◆ DOCUMENT EXCERPT
---------------
Health Disparities and Social Determinants of Health
Health disparities are differences in health outcomes that systematically disadvantage socially or economically marginalised groups, while the social determinants of health are the conditions in which people are born, grow, live, work, and age that shape those outcomes. Together they explain why health is not distributed randomly across a community and why some groups carry a heavier burden of illness.
Definition
Health disparities are systematic, potentially avoidable differences in health between more and less socially advantaged groups; the social determinants of health are the social, economic, and environmental conditions - such as income, education, housing, and access to care - that drive these differences.
Scope
The topic covers the definitions of health disparities, inequalities, and inequities, the major social determinants and the pathways through which they act, and how disparities are measured and compared across groups. It is presented as a conceptual and methodological reference for population-focused practice, not as policy advocacy or individual care guidance.
Core questions
- Which groups in this community experience worse health, and by how much?
- What social and environmental conditions account for those differences?
- When is a difference in health an inequity rather than simple variation?
- How should disparities be measured so they can be compared and tracked over time?
Key concepts
- Health disparity, inequality, and inequity
- Social gradient in health
- Upstream and downstream determinants
- Structural and intermediary determinants
- Cumulative and environmental exposures
- Measurement of disparities (absolute and relative)
Mechanisms
Social determinants act through layered pathways: structural factors such as socioeconomic position, racism, and policy shape the intermediary conditions - housing, working environments, behaviours, and access to care - that more directly influence health. These conditions often co-occur and accumulate over the life course and across environments, producing a social gradient in which health improves stepwise with social advantage. Measuring disparities requires choosing reference groups and absolute or relative metrics, since the choice affects how large a gap appears and how progress is judged.
Clinical relevance
Understanding disparities and determinants helps community and public health nurses see why population health varies and where intervention and advocacy may be directed. The topic describes the social patterning of health and how it is measured; it informs population-level reasoning and is not a prescription for individual treatment.
Epidemiology
Disparities are documented epidemiologically by comparing rates of disease, mortality, and risk factors across socioeconomic, racial, geographic, and other groups. A consistent finding is the social gradient - health worsening as social position falls - which appears across many conditions and settings and frames much of the agenda of community health assessment.
History
Concern with the social roots of disease dates to nineteenth-century social medicine, but the modern framework crystallised in the late twentieth and early twenty-first centuries, notably through work on the social gradient and the WHO Commission on Social Determinants of Health, which placed equity and upstream conditions at the centre of public health thinking.
Debates
- How should health disparities be measured?
- Absolute and relative measures, and the choice of reference group, can lead to different conclusions about the size of a gap and whether it is widening or narrowing, so the metric itself is a methodological and value-laden decision.
---------------
◆ DATASET EXCERPTS
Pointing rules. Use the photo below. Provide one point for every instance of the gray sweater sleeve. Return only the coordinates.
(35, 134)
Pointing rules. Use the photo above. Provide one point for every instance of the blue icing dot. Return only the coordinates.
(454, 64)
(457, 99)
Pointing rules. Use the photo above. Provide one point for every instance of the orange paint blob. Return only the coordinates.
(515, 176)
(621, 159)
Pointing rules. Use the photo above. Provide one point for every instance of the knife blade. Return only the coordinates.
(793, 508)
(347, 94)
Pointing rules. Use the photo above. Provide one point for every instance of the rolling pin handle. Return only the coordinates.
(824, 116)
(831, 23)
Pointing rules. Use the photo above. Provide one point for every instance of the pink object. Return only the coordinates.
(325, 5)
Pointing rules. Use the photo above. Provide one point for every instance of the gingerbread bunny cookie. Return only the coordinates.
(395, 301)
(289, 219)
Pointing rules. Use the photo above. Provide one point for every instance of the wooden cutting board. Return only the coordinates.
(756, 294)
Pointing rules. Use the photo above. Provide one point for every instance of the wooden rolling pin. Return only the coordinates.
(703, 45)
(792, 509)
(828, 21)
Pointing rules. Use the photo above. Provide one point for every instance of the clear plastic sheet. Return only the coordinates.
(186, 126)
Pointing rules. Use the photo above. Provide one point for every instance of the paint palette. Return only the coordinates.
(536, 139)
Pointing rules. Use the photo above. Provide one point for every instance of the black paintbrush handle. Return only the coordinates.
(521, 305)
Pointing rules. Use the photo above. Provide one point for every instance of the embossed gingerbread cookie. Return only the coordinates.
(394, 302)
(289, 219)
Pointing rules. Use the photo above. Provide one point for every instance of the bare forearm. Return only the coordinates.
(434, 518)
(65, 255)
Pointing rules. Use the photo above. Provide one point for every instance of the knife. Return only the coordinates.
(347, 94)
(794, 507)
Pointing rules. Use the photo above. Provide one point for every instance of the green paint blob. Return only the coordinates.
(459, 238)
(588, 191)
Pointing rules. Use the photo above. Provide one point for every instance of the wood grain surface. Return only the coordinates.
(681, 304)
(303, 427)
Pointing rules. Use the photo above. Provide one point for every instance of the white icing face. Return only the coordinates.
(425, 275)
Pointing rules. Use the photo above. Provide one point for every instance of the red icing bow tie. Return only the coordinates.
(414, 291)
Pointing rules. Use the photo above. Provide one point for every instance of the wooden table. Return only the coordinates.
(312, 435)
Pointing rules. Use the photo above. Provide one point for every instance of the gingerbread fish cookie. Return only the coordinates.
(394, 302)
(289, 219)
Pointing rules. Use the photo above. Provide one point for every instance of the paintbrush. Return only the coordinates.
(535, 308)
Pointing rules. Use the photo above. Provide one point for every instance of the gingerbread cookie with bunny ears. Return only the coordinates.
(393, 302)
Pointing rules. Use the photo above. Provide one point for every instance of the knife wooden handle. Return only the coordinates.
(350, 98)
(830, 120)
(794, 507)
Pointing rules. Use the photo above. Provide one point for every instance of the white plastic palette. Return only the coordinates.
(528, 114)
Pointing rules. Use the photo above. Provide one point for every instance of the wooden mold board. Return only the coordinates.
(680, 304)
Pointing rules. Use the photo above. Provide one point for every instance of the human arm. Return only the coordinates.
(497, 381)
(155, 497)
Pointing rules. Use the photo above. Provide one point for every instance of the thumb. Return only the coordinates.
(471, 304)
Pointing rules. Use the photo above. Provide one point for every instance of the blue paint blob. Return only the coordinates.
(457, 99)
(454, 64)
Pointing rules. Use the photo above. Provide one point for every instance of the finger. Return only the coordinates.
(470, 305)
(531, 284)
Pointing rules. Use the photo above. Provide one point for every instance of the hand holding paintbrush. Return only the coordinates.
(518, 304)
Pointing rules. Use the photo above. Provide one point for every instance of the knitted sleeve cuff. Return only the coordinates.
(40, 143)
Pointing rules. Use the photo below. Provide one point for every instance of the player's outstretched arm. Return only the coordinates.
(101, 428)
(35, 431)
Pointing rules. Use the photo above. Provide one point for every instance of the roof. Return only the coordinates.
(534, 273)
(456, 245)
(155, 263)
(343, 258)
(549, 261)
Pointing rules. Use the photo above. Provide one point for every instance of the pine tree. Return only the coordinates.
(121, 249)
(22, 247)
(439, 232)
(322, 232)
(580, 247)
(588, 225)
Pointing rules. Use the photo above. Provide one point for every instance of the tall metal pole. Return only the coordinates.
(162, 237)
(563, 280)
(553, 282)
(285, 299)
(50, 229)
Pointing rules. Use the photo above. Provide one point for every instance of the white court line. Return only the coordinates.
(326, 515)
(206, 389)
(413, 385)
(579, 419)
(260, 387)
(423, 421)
---------------
◆ QUESTIONS
A: According to the text on health disparities, which commission helped place equity and upstream conditions at the center of public health thinking?
B: Please write out the stretch of the text on health disparities from "Epidemiology" through "public health thinking.", copying it word for word.

◆ ACTIVITY ANSWERS
A: The WHO Commission on Social Determinants of Health.

B:
Epidemiology
Disparities are documented epidemiologically by comparing rates of disease, mortality, and risk factors across socioeconomic, racial, geographic, and other groups. A consistent finding is the social gradient - health worsening as social position falls - which appears across many conditions and settings and frames much of the agenda of community health assessment.
History
Concern with the social roots of disease dates to nineteenth-century social medicine, but the modern framework crystallised in the late twentieth and early twenty-first centuries, notably through work on the social gradient and the WHO Commission on Social Determinants of Health, which placed equity and upstream conditions at the centre of public health thinking.